======== INPUT ========

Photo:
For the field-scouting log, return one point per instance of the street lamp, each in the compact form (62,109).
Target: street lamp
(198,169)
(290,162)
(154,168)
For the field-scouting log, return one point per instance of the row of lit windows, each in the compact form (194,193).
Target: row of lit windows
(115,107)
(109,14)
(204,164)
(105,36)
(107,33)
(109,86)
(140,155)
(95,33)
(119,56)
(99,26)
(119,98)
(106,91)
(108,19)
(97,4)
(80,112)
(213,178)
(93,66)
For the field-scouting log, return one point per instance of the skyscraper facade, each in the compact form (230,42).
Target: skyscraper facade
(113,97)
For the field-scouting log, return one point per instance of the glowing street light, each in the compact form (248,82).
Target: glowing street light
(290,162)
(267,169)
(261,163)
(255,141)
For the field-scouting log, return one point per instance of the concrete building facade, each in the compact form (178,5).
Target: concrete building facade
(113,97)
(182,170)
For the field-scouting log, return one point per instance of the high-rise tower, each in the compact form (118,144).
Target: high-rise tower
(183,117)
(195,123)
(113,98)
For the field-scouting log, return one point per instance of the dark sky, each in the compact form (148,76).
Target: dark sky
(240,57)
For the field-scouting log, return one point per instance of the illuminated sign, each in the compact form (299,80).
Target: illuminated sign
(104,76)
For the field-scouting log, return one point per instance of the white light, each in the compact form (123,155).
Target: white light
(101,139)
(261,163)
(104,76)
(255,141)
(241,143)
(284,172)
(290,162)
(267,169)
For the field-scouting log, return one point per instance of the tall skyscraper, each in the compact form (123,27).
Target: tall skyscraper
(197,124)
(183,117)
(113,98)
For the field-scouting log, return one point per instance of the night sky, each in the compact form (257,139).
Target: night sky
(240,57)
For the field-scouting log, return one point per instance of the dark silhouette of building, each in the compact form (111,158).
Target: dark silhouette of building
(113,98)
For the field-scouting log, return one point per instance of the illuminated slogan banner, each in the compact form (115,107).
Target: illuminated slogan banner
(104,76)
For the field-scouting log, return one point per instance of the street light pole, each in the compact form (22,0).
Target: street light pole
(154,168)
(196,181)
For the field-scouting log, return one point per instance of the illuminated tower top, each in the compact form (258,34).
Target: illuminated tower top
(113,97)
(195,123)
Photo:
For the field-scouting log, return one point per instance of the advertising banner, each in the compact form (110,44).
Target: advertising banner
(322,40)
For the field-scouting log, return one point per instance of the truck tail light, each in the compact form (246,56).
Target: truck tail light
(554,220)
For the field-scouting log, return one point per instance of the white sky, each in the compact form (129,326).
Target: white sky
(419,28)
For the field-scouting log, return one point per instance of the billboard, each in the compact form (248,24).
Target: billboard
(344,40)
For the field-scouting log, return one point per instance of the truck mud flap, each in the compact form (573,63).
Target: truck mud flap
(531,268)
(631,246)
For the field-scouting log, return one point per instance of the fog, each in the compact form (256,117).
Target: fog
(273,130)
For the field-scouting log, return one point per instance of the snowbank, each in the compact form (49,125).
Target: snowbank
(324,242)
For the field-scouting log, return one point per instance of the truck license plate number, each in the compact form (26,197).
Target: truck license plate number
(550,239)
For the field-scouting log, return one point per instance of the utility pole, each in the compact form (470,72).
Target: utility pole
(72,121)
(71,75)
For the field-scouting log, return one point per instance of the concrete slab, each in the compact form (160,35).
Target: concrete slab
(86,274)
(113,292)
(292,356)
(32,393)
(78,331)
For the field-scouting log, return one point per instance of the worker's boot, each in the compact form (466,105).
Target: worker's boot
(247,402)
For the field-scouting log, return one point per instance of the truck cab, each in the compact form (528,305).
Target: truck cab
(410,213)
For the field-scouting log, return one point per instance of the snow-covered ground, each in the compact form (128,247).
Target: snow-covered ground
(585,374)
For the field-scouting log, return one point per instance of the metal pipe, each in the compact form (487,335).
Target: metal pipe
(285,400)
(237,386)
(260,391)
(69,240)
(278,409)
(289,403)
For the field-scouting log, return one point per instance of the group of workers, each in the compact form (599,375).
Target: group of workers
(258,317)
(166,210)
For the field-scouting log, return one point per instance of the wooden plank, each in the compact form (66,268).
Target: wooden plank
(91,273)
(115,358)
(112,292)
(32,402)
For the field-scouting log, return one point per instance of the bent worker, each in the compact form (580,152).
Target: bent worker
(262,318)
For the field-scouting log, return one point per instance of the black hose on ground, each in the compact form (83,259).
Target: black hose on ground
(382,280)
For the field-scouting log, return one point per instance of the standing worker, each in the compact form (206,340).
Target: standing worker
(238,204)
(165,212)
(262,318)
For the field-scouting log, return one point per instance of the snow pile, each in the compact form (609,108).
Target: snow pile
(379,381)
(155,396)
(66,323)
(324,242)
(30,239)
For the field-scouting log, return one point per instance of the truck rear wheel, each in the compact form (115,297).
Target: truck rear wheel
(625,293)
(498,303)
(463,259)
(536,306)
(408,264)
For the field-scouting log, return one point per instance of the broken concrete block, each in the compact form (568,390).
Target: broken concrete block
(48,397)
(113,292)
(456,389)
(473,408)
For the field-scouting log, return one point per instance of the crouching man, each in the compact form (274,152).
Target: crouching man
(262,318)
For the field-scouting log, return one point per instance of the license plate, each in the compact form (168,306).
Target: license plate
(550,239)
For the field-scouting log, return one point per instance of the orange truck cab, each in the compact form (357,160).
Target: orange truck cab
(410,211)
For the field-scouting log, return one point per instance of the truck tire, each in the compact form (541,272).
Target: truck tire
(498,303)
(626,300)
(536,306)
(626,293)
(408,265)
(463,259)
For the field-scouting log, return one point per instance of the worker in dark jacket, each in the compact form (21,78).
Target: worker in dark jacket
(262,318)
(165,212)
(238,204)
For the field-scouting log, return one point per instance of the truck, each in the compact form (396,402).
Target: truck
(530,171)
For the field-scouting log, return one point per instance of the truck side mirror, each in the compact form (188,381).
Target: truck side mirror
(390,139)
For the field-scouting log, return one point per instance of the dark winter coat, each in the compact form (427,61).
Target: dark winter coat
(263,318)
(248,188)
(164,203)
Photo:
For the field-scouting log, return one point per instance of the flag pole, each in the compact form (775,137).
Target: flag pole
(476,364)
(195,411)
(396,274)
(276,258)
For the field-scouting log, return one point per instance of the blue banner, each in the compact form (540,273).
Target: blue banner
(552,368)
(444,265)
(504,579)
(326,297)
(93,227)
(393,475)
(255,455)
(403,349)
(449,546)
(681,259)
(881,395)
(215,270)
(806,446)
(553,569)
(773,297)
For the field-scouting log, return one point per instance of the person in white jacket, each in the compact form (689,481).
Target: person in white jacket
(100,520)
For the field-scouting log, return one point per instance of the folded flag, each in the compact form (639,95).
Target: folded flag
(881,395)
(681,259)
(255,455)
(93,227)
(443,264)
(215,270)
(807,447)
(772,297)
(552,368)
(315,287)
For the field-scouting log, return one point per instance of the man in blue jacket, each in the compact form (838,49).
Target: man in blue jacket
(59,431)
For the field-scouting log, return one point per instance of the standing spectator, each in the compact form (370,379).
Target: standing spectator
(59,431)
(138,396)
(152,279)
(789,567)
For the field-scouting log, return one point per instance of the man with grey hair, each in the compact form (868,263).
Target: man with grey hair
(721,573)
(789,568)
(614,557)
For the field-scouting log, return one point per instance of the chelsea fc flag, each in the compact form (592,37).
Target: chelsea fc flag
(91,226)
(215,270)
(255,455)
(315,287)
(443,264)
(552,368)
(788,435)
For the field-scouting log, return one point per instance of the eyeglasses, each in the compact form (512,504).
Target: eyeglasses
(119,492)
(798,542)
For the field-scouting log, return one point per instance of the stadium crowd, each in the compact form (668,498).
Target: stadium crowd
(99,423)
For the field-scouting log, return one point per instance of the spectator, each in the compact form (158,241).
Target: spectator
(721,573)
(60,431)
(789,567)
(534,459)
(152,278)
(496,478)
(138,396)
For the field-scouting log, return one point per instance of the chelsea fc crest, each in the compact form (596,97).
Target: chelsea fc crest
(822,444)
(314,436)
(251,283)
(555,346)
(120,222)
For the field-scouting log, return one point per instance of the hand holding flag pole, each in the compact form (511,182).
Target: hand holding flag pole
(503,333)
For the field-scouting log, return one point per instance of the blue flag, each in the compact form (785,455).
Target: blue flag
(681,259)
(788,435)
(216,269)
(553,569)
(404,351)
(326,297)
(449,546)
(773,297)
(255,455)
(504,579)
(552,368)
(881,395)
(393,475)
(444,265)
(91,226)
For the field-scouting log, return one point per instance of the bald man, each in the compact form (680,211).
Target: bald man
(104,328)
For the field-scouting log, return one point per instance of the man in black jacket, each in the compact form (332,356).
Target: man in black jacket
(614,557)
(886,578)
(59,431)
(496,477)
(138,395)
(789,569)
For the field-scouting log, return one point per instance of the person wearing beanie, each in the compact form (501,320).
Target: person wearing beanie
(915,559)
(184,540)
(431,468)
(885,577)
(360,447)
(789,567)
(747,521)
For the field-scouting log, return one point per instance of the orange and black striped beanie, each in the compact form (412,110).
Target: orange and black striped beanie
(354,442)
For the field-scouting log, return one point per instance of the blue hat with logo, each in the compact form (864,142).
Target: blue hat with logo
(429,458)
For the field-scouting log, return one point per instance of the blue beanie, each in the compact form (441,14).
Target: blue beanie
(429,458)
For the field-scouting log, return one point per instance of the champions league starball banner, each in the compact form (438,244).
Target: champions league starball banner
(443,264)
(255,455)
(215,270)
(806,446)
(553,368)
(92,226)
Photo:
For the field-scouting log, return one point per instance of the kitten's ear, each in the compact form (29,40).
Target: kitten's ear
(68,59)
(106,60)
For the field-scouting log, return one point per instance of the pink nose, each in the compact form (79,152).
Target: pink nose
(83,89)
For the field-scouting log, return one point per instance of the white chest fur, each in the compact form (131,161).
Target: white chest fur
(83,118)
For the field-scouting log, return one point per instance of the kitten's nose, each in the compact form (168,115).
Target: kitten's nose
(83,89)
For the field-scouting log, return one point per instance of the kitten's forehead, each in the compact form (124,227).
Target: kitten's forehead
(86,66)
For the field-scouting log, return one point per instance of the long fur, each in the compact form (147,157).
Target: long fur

========

_WHAT NEEDS TO BE DONE_
Taking the entries above, write out exactly each line from the one holding "Target: black hose on ground" to the one holding "compact form (540,273).", both included, and stop there.

_TASK ANSWER_
Target: black hose on ground
(382,280)
For the field-scouting log, return one point per instance of the standing worker, each in the compact form (206,340).
Target: standing worker
(238,204)
(165,212)
(262,318)
For the field-scouting log, return one point per instance of the snow pile, each in the compact form (609,108).
Target: snow pile
(379,381)
(155,396)
(66,323)
(324,242)
(30,239)
For the field-scouting log, return one point per instance of the truck rear wheel, each in the compact form (115,297).
Target: truck rear wheel
(625,293)
(498,303)
(463,259)
(536,306)
(408,264)
For the field-scouting log, return one point per instance of the broken concrete block, each in the compact form (568,390).
Target: broken concrete block
(48,397)
(113,292)
(456,389)
(473,408)
For the field-scouting log, return one point per instance of the crouching man, each in the compact form (274,152).
Target: crouching man
(262,318)
For the field-scouting log, return one point per instance of the license plate, each in the compact form (168,306).
Target: license plate
(550,239)
For the field-scouting log, return one point per instance of the orange truck cab, each in the compact form (357,160).
Target: orange truck cab
(410,211)
For the field-scouting log, return one point per instance of the truck tire, each in the compact form (541,272).
Target: truck tire
(498,303)
(626,300)
(536,306)
(626,293)
(408,265)
(463,259)
For the field-scouting log, return one point per instance of the worker in dark jacket, each in the compact form (21,78).
Target: worker in dark jacket
(262,318)
(165,212)
(238,204)
For the field-scouting log, return one point per instance of the truck, each in the compact form (396,402).
Target: truck
(530,171)
For the field-scouting log, return one point per instance of the truck side mirror, each in the compact form (188,381).
Target: truck side mirror
(390,139)
For the field-scouting log, return one point per instance of the dark winter coat, each in the compact form (427,61).
Target: dark winter coat
(263,318)
(248,188)
(164,203)
Photo:
For the field-scouting log, return one point per instance of the flag pole, each in the compact form (775,137).
Target: flag pole
(476,364)
(195,411)
(396,274)
(276,258)
For the field-scouting log, return one point per instance of the blue banner, each in the compact form (540,273).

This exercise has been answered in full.